Posted by Medicine on January 12, 2017 in General Announcements

Moderator: Andrew Fenton (Research Associate, Novel Tech Ethics, Faculty of Medicine & Assistant Professor, Department of Philosophy, Dalhousie University)

Panelists:
Graham Dallaire (Director of Research & Professor, Department of Pathology, Faculty of Medicine, Dalhousie University) studies how the cell repairs DNA damage and how cancer’s develop resistance to radiation and chemotherapy treatment. He obtained his Ph.D. in Experimental Medicine from McGill University in the field of genetic engineering and DNA recombination, and completed postdoctoral training at the Medical Research Council (MRC) Human Genetics Unit in Edinburgh Scotland, and the Hospital for Sick Children in Toronto, Ontario. Funded by the CIHR, Dr. Dellaire's laboratory recently developed a novel test for measuring the efficiency of CRISPR-based gene editing in living cells, and continues to use CRISPR to develop new treatments for cancer and chronic viral infections.

Josephine Johnson is Director of Research and Research Scholar at The Hastings Center, an independent bioethics research institute in Garrison, New York. She works on a range of ethical, legal, and policy issues in science and medicine. Her current projects address the ethical implications of new kinds of prenatal genetic tests, the relationship between gene editing technologies and understandings of human flourishing, and, with colleagues at University of California, San Francisco, the potential use of genetic sequencing technology in newborns. She is also a member of Columbia University Medical Center’s Center for Excellence in Ethical, Legal and Social Implications looking at psychiatric, neurologic and behavioral genetics. Josephine is also developing a bioethics research program for high school students.

__Work order A__:
Answer these questions from the panel announcement, one per line:
(i) Who is the moderator?
(ii) Where did the panelist from the Department of Pathology earn his Ph.D., and in what subject?
(iii) In what town and state is The Hastings Center located?
__Work order B__: Using the panel announcement, explain in one to three sentences what the novel test from the pathology panelist's laboratory measures and what the lab uses CRISPR for.
__Work order C__: Rewrite the paragraph of the panel announcement that begins "Josephine Johnson is Director" as a bulleted list, keeping its main facts.

__Input data__:
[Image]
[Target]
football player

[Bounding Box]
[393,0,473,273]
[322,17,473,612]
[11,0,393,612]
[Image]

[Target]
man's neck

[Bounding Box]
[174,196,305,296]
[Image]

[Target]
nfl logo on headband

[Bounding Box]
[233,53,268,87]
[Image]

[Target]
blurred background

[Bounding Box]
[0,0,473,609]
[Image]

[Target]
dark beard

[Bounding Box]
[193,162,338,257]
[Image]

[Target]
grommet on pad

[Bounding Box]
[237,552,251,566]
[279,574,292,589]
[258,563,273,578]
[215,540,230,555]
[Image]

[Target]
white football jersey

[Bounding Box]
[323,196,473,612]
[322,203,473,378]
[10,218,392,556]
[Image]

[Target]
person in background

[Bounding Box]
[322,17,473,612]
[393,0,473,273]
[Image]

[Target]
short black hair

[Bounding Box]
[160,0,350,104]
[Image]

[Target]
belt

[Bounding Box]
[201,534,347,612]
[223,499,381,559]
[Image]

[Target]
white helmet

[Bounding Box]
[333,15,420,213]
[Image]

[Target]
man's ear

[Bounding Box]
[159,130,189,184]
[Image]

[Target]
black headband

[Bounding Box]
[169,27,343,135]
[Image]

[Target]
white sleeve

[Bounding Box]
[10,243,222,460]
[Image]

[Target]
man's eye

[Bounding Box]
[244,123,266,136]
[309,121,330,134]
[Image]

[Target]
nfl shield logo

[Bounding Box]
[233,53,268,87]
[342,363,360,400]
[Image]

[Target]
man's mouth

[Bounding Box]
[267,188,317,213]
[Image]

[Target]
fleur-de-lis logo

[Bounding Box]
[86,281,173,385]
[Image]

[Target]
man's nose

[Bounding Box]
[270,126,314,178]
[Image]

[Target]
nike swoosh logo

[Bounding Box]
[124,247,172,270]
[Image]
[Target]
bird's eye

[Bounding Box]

__Answer box A__:
(i) Andrew Fenton
(ii) McGill University, in Experimental Medicine
(iii) Garrison, New York

__Answer box B__: The test measures how efficiently CRISPR-based gene editing works in living cells. The laboratory also continues to use CRISPR to develop new treatments for cancer and chronic viral infections.

__Answer box C__:
- Director of Research and Research Scholar at The Hastings Center, an independent bioethics research institute in Garrison, New York
- Works on ethical, legal, and policy issues in science and medicine
- Current projects:
  - Ethical implications of new kinds of prenatal genetic tests
  - The relationship between gene editing technologies and understandings of human flourishing
  - With colleagues at the University of California, San Francisco, the potential use of genetic sequencing technology in newborns
- Member of Columbia University Medical Center's Center for Excellence in Ethical, Legal and Social Implications, which looks at psychiatric, neurologic and behavioral genetics
- Developing a bioethics research program for high school students